#### YOUR TASK
Collect every line in the rows below that contains the word "bread", and copy each of those lines as it appears.

[Bounding box annotation entries]
+ + + + + + +

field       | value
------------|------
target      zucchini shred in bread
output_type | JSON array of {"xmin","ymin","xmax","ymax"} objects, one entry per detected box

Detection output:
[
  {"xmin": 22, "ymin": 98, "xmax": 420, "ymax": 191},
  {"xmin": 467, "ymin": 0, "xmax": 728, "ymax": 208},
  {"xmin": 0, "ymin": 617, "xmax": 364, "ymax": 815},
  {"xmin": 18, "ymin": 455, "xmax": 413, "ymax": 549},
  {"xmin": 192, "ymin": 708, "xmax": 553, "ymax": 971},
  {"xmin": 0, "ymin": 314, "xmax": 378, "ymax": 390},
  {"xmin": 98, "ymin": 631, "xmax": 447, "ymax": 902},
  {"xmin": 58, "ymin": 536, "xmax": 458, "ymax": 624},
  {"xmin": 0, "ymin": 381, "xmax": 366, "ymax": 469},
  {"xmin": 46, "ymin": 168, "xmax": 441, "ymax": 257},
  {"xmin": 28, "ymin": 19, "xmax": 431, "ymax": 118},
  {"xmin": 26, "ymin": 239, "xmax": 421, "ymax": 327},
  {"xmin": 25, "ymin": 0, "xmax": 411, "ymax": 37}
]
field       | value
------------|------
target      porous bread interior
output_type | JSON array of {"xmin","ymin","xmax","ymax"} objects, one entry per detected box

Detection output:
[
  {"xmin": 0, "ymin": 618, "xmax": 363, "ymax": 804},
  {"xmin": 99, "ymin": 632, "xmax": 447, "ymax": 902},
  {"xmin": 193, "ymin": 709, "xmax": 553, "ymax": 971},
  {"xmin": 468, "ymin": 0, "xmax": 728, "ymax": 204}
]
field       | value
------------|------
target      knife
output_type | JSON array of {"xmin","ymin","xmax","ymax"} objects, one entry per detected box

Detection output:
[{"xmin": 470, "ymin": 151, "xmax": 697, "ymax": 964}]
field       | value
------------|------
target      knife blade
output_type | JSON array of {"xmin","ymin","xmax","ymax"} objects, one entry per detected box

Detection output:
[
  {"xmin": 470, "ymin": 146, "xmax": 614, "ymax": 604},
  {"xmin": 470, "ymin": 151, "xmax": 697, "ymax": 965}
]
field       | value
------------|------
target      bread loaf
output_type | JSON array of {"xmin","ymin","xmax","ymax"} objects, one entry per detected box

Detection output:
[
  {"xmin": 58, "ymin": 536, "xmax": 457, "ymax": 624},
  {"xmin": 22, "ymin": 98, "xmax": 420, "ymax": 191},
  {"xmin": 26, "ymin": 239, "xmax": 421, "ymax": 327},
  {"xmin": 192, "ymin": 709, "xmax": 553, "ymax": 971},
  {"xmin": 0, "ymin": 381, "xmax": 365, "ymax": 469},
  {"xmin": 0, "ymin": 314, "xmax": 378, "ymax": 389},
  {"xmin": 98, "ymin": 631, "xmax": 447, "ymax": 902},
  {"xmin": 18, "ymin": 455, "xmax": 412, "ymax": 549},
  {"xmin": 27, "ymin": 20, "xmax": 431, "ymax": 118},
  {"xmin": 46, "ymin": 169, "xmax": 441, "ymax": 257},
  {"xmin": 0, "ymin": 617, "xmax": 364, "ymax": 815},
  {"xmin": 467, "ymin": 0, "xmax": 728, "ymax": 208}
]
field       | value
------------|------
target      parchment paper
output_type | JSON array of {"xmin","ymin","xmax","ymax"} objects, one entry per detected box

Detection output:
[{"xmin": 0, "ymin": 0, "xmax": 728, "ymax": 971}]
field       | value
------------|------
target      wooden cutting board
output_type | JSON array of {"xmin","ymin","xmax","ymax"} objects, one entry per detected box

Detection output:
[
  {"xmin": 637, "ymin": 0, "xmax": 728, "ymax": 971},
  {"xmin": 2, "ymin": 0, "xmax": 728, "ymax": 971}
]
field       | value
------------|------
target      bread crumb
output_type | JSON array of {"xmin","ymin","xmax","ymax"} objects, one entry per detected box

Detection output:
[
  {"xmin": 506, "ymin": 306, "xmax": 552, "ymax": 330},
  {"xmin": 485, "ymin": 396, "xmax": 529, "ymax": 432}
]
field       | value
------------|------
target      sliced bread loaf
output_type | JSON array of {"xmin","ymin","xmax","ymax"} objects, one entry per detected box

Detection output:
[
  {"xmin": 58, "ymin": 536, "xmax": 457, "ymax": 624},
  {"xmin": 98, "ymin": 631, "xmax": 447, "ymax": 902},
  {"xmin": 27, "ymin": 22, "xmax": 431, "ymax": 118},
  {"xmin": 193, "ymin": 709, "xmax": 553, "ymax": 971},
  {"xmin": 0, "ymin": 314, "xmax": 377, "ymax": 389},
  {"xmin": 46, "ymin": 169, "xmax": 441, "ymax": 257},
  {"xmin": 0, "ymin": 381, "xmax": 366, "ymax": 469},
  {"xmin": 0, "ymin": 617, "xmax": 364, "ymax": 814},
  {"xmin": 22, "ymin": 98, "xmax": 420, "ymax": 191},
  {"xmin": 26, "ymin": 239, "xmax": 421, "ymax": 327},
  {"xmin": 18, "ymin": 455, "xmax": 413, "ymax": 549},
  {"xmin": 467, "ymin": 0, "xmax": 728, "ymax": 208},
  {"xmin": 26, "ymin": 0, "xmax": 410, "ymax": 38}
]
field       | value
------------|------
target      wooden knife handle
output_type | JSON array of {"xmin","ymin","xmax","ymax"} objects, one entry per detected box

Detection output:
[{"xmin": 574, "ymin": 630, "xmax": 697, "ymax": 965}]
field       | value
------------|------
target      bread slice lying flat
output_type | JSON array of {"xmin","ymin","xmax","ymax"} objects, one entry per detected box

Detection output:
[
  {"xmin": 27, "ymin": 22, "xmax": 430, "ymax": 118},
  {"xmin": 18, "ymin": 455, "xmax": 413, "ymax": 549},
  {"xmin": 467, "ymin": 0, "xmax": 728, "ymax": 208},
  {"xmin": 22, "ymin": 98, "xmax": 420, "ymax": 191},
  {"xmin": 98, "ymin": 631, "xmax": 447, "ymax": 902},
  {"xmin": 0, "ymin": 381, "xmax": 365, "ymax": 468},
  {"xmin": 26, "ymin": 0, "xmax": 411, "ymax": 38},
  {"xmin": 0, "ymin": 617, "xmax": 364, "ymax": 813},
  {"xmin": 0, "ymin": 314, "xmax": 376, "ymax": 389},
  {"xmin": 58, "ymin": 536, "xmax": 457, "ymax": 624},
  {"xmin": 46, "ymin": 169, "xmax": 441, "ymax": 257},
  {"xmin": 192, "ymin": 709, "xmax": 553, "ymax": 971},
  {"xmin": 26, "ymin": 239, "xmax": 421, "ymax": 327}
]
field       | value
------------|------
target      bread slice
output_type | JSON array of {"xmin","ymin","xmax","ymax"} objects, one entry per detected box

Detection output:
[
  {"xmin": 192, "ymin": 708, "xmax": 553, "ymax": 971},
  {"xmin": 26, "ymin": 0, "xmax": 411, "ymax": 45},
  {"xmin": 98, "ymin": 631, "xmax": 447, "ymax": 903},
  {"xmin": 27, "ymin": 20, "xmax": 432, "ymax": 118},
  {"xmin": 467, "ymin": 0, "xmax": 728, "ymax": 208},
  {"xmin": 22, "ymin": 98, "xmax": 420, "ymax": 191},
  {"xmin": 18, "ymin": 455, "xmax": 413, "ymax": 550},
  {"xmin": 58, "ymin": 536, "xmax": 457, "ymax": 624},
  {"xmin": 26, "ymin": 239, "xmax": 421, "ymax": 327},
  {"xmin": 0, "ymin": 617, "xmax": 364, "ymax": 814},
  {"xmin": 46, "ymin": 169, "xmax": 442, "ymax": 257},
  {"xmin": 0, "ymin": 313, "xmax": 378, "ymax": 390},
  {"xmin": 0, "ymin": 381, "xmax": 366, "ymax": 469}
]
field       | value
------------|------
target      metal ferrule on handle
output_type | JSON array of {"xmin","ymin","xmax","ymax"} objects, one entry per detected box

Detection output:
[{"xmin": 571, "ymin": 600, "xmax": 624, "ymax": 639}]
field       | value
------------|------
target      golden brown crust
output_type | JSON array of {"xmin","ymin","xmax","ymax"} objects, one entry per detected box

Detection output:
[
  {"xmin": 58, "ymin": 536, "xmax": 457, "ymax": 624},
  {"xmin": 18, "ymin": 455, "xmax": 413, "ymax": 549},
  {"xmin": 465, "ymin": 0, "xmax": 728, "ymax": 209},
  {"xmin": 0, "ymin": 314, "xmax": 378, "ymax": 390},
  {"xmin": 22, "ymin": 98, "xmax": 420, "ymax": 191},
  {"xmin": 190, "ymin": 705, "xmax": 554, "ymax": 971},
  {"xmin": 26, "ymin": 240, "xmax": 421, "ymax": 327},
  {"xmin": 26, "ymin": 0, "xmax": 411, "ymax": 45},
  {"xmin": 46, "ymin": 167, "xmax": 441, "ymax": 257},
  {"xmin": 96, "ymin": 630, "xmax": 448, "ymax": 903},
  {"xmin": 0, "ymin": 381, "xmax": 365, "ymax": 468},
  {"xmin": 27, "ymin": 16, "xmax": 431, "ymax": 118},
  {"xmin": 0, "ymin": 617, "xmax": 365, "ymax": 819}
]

+ + + + + + +

#### TASK SOLUTION
target      zucchini shred in bread
target      porous bread interior
target      bread loaf
target      bread crumb
target      sliced bread loaf
target      bread slice lying flat
target      bread slice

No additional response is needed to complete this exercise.